### [PROBLEM DESCRIPTION]
Below are entries. Reproduce exactly the lines between the line holding "Provide a point for each instance of the palm" and the line holding "Provide a point for each instance of the tile", inclusive, and only those.
★ ★ ★ ★ ★ ★ ★
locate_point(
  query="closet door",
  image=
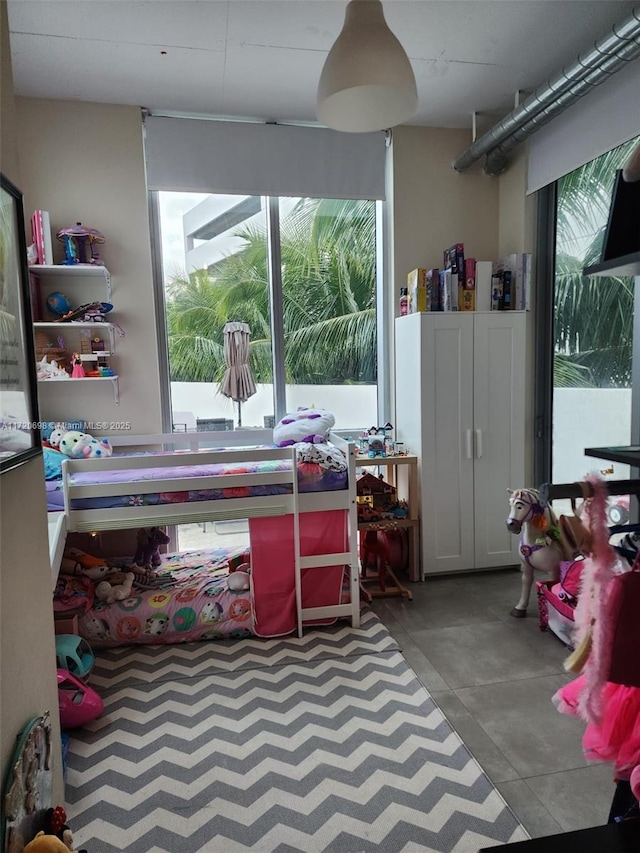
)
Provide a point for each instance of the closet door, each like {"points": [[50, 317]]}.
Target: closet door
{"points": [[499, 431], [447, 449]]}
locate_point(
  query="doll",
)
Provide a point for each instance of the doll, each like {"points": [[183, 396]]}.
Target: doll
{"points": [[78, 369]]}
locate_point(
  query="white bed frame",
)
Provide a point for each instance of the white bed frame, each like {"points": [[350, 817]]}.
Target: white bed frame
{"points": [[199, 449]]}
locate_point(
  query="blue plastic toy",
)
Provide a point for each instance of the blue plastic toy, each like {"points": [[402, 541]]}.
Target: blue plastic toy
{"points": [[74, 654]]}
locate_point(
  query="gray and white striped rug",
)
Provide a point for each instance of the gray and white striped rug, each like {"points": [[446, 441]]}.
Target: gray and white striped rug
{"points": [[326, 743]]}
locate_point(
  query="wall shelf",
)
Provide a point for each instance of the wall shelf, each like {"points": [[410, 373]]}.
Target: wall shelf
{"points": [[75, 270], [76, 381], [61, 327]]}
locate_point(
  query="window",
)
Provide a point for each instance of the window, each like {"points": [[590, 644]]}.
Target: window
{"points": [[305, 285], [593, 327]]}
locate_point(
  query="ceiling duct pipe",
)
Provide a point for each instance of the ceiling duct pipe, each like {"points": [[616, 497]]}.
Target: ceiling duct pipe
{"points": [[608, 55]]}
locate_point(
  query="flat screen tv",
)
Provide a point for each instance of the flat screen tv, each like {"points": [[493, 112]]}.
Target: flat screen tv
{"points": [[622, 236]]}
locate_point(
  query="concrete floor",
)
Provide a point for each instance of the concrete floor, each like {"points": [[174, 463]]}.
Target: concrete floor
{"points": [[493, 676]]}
★ ★ ★ ★ ★ ★ ★
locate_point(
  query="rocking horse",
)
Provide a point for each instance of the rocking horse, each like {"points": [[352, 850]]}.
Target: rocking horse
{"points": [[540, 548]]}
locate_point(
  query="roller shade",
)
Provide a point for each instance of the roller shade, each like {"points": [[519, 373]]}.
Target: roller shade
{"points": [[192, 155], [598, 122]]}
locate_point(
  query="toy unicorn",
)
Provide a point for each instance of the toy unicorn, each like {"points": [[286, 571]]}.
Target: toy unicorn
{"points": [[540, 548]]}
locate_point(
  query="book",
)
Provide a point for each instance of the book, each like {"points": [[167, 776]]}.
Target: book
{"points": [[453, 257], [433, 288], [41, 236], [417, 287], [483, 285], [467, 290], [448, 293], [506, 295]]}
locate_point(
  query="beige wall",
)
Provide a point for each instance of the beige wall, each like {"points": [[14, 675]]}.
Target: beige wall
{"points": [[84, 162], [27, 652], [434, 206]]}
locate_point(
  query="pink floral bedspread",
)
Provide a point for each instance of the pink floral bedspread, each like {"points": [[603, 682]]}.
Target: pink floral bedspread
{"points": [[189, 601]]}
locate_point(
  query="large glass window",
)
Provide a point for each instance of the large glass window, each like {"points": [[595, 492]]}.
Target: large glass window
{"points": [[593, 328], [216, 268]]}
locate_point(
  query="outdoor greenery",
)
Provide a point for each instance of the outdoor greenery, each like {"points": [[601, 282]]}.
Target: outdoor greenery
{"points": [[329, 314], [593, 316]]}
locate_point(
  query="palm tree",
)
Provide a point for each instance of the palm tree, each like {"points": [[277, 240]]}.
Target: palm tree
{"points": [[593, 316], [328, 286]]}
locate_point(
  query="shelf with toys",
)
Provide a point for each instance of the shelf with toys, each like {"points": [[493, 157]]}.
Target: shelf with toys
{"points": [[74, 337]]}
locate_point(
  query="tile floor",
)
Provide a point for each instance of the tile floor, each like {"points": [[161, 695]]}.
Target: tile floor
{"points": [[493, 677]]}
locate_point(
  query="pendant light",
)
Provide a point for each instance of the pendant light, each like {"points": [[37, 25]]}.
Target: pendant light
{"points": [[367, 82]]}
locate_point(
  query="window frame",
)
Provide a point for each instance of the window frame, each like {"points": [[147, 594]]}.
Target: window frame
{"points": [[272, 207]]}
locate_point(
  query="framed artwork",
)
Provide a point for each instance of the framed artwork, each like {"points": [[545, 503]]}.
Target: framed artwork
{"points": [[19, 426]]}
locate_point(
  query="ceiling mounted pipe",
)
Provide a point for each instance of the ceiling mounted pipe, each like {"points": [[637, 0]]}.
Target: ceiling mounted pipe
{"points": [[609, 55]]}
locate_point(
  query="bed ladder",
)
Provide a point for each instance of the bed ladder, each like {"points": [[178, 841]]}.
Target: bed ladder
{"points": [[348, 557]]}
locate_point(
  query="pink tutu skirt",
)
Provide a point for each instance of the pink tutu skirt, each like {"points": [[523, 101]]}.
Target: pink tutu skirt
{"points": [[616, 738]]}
★ ★ ★ ★ ★ ★ ★
### [WRITTEN SOLUTION]
Provide a point for each instance of the palm tree, each like {"points": [[277, 240]]}.
Target: palm tree
{"points": [[593, 316], [328, 286]]}
locate_point(
  query="shelf with toys",
)
Provide a point for each instance of the shelf with toys, each like {"points": [[493, 157]]}.
Target: shelf with toys
{"points": [[74, 337]]}
locate_point(
  query="tile floor",
)
Provide a point for each instance of the tile floor, each like {"points": [[161, 695]]}.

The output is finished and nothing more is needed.